+++ Dataset entries +++
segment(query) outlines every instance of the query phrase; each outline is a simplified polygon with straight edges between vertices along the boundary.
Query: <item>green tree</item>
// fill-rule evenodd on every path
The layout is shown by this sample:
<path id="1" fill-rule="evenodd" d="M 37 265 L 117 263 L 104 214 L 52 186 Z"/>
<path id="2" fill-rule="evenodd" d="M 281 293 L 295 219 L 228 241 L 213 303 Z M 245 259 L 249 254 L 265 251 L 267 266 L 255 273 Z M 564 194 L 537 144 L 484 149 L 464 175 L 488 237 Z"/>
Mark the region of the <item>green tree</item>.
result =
+++
■ **The problem**
Rewrite the entries above, changing "green tree" to "pine tree" wherever it occurs and leaving everything else as it is.

■ **Correct result**
segment(query) outlines every instance of the query phrase; each outline is a simplified polygon with straight edges between vertices along the boundary.
Query: <item>pine tree</item>
// fill-rule evenodd on every path
The layout is shown by this sample:
<path id="1" fill-rule="evenodd" d="M 37 265 L 117 263 L 104 214 L 52 186 Z"/>
<path id="2" fill-rule="evenodd" d="M 281 293 L 295 219 L 228 241 L 213 303 Z M 245 259 L 249 254 L 265 251 L 267 266 L 255 273 Z M 564 194 L 537 144 L 484 149 L 464 175 L 488 237 Z"/>
Mark the region of the <item>pine tree</item>.
result =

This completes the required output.